• **EXCERPT**:

There’s very little room for utopia. It will take the progressives on the council about six months to (1) get organized and figure out who amongst them is reliable, an ally, an enemy, or raving mad; and (2) figure out if there will be committees and who will be on them and who appoints them and whether they have any real power to ask the “professional city manager” any halfway embarrassing questions.
What fun!
Pamela: First, the mayor will have to hire that city manager.
You and I both once worked at newspapers in Southern California. One of the stories down there this past year has been that at least six city administrators left or were forced out. Apparently a good city administrator is hard to find, and even the good ones don’t last long.
The challenge in Portland for a city administrator will be how to give a city employee an order without being accused of being a bully. Portlanders are a sensitive tribe.
Richard: We’re certainly tribal hereabouts. I like ours.
Just when you think Oregon and the largest part (Portland/MultCo) might be regaining some sanity (by flushing Measure 110, recognizing that homicides are bad and that they need more street cops) it all gets flushed when virtually across the state, tone deaf "progressives" (I hate that monicker) were voted into office.
In Portland what part of "what we did from 2016-2024 really did not work" did they not understand?
Part of this was the utterly anemic voter turnout, well below 70%, when in presidential elections in Oregon it has been in the 80s in recent years.
Oh, if only post-election analysis at the national level were as astute as this! Thank you.
I predict that Keith Wilson will not be able to fulfill his promise to get the homeless off Portland's streets within a year of taking office. He will run into stiff opposition from the powerful contingent who believe the homeless are passive victims of capitalism and the high cost of housing who must never, ever, under any circumstances be "forced" to do anything they don't want to. That would just retraumatize them. The feral homeless will be his undoing if the City Council isn't.
It would be nice to be wrong for once.
If Sophie Peel's analysis were corrected so it read: “If the 12 front-runners remain stable throughout the week, that means the new City Council will represent a diverse set of councilors that span the spectrum in age, race and lived experience," the great and the good at the City Club of Portland would know that the voters repaid their noblesse oblige in spades. That outcome is precisely what they were after when they poured their white liberal guilt into the city's new charter.
As I recall, Avalos and an ally sought to drive Mozyrsky off the Citizen Review Committee in 2022. He gave as good as he got, but they surely made his life hell there for a while when they ginned up a grievance about Mozyrsky's style. This will give you a flavor of what transpired:
"Vadim Mozyrsky, who is challenging incumbent City Commissioner Jo Ann Hardesty in the May primary, filed a complaint March 4 with the City Attorney’s Office, claiming two women who serve with him on the Police Citizen Review Committee used the committee to politically smear him."

• **TASK STATEMENT**:
Answer these from the Portland politics discussion:
1. How many city administrators in Southern California left or were forced out this past year?
2. What did Keith Wilson promise to do within a year of taking office?
3. On what date did Vadim Mozyrsky file his complaint, and with which office?
The material that comes next isn't needed for anything here.

• **ENTRIES PROVIDED**:
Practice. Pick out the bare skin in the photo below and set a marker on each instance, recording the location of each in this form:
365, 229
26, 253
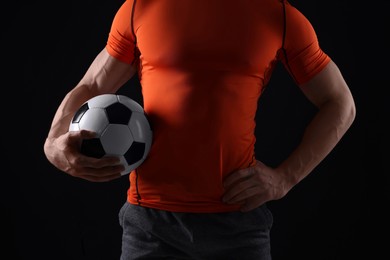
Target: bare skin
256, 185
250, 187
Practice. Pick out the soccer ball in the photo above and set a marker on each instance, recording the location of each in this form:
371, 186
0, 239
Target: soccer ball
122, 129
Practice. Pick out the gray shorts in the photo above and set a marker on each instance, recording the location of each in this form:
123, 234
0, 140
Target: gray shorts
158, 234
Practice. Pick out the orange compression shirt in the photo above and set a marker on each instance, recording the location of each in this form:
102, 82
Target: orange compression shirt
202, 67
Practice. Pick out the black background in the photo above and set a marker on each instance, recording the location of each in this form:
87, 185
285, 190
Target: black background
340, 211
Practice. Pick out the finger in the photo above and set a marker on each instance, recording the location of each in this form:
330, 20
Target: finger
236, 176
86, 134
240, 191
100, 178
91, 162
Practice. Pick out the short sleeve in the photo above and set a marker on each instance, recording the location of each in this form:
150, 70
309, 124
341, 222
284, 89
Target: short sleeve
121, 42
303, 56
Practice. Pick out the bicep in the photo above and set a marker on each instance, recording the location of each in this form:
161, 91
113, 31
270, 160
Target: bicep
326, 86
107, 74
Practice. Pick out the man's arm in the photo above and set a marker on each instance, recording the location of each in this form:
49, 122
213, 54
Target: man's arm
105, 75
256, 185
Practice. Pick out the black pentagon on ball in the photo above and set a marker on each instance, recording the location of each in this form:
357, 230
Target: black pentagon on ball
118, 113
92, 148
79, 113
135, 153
--
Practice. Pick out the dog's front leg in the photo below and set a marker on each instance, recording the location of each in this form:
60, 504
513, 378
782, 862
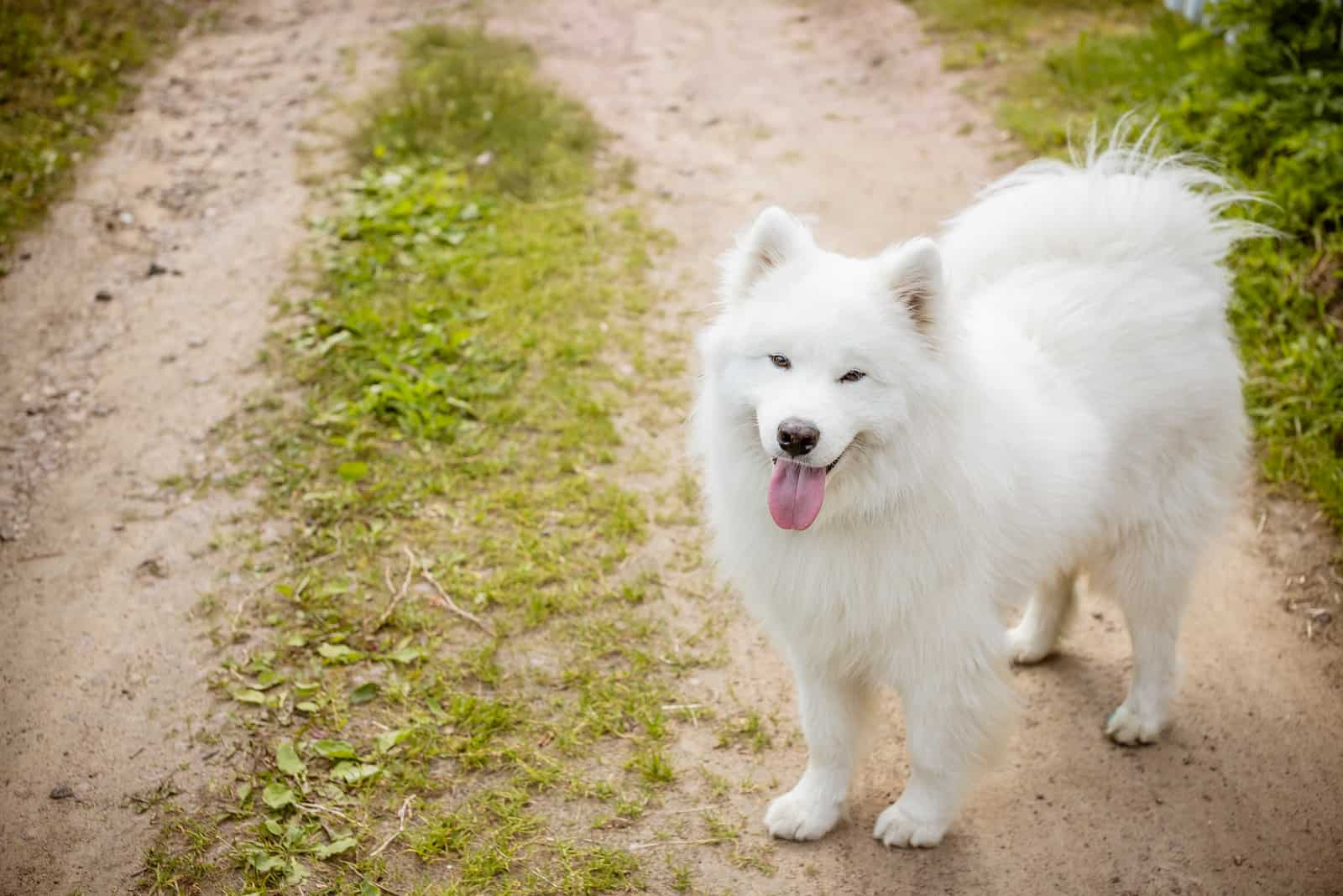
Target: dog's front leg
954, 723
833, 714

• **SOLUTION BELOW**:
1. At least six.
2. Get the homeless off Portland's streets.
3. March 4, with the City Attorney's Office.